AIM OF THE EXERCISE: Continue the passage on BJT amplifier configurations and biasing, picking up right after its final sentence.

PASSAGE TO READ:

↓

# Amplifier Configurations

One of the main applications of a bipolar junction transistor (BJT) is in amplifier circuits. The circuit configuration specifies which electrodes in the amplifier are used for input and output signals. There are three configurations of a BJT amplifier circuit: common-emitter (CE), common-collector (CC) and common-base (CB). The configuration is named for the electrode that is common for input and output networks. The CE is the most widely used for amplifiers because it has the best combination of current gain and voltage gain.

# Transistor Biasing

For the transistor to operate properly as an amplifier, the base-emitter junction should be forward-biased and the base-collector junction – reverse-biased. This is called forward-reverse bias. The three dc voltages for the biased transistor are the emitter voltage UE, the collector voltage UC and the base voltage UB. These voltages are measured with respect to ground. The formulas for their calculation are given in the figure.

# Voltage-Divider Biasing (VDB)

The voltage-divider bias (VDB) configuration uses only a single dc source to provide forward-reverse bias to the transistor. Resistors R1 and R2 form a voltage divider that provides the base bias voltage UB. Resistor RE allows the emitter to rise above the ground potential. The dc voltages with respect to ground - UE, UC and UB are calculated as shown in the figure.

↑

EXTRACTED RECORDS:
↓

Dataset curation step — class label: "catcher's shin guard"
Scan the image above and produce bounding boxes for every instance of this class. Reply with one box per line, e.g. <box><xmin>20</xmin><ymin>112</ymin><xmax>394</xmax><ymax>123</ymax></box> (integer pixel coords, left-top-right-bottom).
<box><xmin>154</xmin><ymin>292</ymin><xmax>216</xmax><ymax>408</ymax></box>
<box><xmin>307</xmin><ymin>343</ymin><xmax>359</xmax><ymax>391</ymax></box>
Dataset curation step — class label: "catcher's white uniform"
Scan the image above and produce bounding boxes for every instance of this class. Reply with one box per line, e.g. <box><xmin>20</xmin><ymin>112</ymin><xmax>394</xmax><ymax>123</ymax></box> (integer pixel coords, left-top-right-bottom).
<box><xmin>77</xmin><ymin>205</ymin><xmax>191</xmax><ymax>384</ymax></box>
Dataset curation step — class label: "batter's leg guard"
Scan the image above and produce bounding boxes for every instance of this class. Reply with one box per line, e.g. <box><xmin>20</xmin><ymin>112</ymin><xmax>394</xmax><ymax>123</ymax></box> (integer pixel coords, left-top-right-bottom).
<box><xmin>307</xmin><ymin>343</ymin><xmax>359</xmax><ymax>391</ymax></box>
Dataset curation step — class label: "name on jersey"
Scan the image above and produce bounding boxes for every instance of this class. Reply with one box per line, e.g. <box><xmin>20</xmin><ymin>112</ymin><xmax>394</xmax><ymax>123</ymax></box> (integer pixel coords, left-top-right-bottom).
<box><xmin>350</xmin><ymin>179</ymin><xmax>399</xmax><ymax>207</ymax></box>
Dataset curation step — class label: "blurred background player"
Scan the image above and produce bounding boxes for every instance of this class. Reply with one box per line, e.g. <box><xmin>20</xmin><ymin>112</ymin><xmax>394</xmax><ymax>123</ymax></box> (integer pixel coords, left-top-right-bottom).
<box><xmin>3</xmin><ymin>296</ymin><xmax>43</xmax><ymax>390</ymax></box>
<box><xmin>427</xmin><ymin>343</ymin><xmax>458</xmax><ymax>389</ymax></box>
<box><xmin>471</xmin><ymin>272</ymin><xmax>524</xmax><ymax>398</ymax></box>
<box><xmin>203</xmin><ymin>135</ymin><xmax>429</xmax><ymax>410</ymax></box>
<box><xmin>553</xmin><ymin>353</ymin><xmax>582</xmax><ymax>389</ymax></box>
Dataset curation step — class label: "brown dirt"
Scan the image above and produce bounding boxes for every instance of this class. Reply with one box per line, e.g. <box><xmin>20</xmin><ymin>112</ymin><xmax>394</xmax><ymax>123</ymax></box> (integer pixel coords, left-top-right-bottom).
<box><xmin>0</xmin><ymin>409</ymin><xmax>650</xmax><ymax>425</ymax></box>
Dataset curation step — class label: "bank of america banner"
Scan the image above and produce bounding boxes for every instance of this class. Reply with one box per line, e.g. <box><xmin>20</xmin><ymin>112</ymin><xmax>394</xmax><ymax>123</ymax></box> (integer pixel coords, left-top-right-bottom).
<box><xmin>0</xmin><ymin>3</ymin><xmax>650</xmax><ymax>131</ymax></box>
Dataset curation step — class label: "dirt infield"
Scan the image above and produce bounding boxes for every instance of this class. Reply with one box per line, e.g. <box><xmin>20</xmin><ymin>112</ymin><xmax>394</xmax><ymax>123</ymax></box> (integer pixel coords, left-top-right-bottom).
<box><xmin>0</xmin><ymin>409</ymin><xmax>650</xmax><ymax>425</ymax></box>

↑

TASK RESULT:
# Play & Learn Voltage-Divider Biasing (VDB)

Calculate UB, UE and UC. What is the collector-emitter voltage UCE if UCC = 10 V? Use the voltmeter to verify your decision. Try to make relation between schematic components and corresponding components on the printed circuit board (PCB) implementation of the same schematic.

When the transistor is cutoff, there is essentially no collector current and UCE = UCC. When the transistor is saturated UCE is approximately zero. Thus all the UCC is dropped across resistors RC + RE. In this conditions IC reaches the maximum possible current for the circuit – saturation current IC(sat).

A straight line drawn on the collector curves between the cutoff and saturation point of a transistor is called the load line. Notice that the load line is determined only by the resistors RC, RE and UCC and not by the transistor itself.

# Operating Point

The base current IB is established by the base bias. The intersection point between the collector current curve (at this IB) and the dc load line is called the quiescent or Q-point or operating point. The coordinates of the Q-point are the values for IC and UCE at that point, as illustrated.

When the resistance R1 varies, it causes IB to vary. This makes IC and UCE change and the operation point moves along the load line. The load line contains every possible operation point for the circuit.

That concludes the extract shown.